#### Records shown

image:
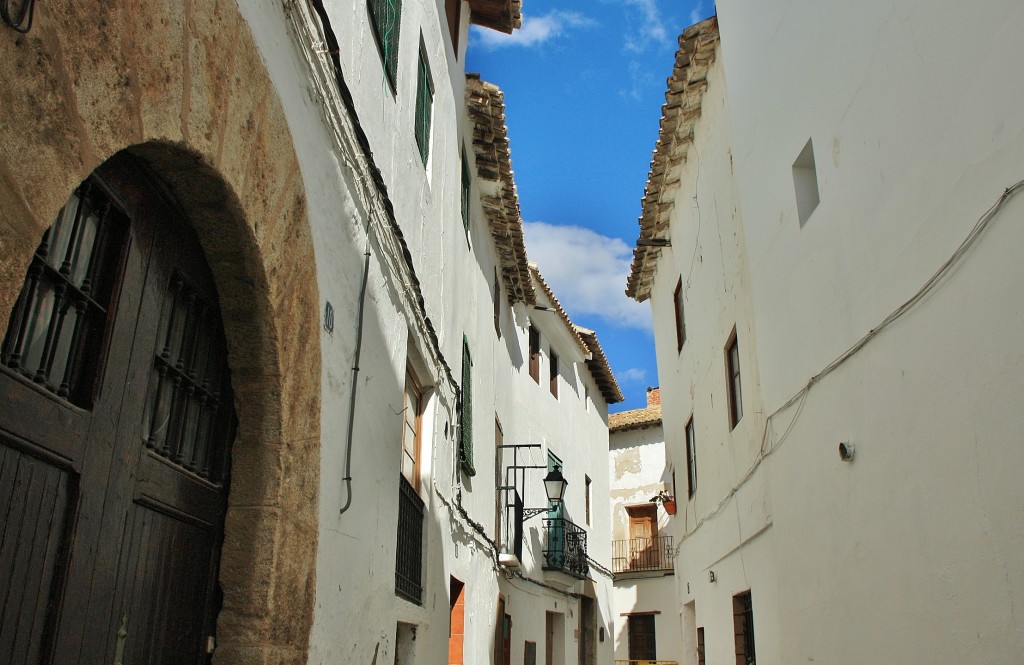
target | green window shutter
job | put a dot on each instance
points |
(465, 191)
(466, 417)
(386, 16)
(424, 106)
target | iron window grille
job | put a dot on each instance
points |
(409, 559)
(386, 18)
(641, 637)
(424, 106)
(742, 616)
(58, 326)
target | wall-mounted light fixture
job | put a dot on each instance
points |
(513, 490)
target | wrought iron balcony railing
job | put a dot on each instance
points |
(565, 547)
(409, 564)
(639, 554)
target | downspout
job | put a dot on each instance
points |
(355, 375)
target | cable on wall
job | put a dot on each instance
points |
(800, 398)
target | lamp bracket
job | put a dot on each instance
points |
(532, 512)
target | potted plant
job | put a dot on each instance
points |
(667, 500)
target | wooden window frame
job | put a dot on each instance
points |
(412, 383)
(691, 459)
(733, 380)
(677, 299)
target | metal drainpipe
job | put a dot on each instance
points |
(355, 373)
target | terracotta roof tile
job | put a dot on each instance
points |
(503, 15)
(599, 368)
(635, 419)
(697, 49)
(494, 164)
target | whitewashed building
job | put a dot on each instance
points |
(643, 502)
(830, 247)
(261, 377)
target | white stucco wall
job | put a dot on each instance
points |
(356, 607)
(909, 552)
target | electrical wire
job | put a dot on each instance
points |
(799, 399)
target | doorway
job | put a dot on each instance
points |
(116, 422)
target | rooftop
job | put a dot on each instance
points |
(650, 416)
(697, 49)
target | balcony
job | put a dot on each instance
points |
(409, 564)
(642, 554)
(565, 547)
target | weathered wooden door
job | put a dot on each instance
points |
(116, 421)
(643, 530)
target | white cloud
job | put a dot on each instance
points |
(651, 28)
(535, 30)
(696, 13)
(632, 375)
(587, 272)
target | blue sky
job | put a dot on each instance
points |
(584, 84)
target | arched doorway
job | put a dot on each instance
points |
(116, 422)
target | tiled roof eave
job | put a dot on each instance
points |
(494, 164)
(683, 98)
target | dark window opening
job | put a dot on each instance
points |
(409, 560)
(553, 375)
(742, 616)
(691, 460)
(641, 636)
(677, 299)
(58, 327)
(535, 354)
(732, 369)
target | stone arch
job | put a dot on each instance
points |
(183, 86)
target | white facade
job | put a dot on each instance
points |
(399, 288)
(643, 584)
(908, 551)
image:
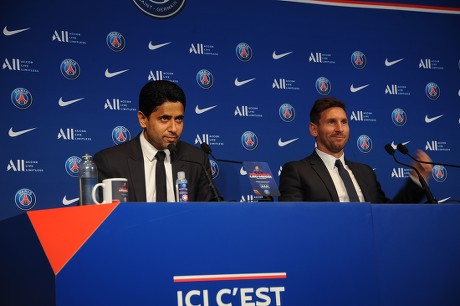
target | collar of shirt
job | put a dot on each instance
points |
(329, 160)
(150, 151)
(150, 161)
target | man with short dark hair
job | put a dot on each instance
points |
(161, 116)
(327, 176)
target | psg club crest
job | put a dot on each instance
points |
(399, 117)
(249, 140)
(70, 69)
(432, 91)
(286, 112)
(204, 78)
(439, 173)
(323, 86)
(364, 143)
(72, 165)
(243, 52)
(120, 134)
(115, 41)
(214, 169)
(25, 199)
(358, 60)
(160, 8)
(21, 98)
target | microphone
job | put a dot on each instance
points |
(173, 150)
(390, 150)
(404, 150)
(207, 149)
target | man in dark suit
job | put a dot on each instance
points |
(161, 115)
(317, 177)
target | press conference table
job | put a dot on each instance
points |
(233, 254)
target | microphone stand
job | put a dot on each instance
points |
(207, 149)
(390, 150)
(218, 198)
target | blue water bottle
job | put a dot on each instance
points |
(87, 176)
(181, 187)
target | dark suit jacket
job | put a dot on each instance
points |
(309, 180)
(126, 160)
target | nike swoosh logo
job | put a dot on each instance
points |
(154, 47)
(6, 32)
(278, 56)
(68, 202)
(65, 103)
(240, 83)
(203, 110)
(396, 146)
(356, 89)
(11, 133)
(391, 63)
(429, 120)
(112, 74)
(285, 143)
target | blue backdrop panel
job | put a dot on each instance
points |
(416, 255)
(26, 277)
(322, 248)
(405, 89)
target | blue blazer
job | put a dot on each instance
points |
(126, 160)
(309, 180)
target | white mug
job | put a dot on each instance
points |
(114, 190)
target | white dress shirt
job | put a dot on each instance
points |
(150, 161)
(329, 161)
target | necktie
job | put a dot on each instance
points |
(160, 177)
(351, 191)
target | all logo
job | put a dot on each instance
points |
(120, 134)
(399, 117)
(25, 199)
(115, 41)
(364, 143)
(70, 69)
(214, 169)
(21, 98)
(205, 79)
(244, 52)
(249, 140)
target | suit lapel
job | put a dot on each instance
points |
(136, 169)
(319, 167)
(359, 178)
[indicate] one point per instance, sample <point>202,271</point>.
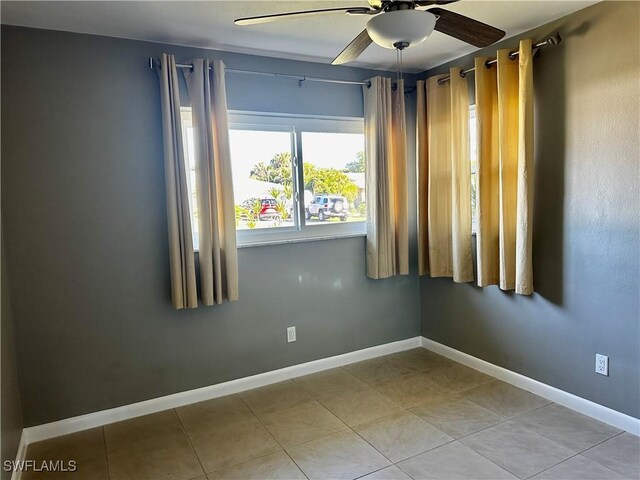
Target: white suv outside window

#### What is required
Extract, word for word, every line from the one holding "target | man in dark suit" through the closing line of the data above. Do not include any pictures.

#### Output for this exercise
target | man in dark suit
job | put a dot on each instance
points |
(161, 115)
(317, 177)
target | press conference table
job | put a dot on each instance
points |
(233, 254)
target | microphone stand
job | put a dot on each instance
points |
(207, 149)
(390, 150)
(218, 198)
target | blue water bottle
job | put a dot on each instance
points |
(87, 176)
(181, 187)
target | dark suit jacket
job | put a dot on each instance
points |
(309, 180)
(126, 160)
target | nike swoosh logo
job | put a dot on each instance
points |
(154, 47)
(6, 32)
(278, 56)
(68, 202)
(65, 103)
(240, 83)
(203, 110)
(396, 146)
(356, 89)
(11, 133)
(391, 63)
(429, 120)
(112, 74)
(285, 143)
target | blue backdrop panel
job | put a dot on each instance
points |
(416, 255)
(26, 277)
(322, 248)
(405, 89)
target | blue blazer
job | put a dot on each instance
points |
(126, 160)
(309, 180)
target | white mug
job | put a dot on each instance
points |
(114, 190)
target | white dress shirt
job | put a dot on each instance
points |
(150, 161)
(329, 161)
target | necktie
job | put a dot on each instance
points |
(160, 177)
(351, 191)
target | all logo
job | put a dot on each instance
points |
(120, 134)
(399, 117)
(25, 199)
(115, 41)
(364, 143)
(70, 69)
(214, 169)
(21, 98)
(205, 79)
(244, 52)
(249, 140)
target | suit lapel
job | put a dot on each instance
points |
(136, 169)
(319, 167)
(359, 178)
[indicate] one point per instance, sample <point>202,271</point>.
Target: white suv outside window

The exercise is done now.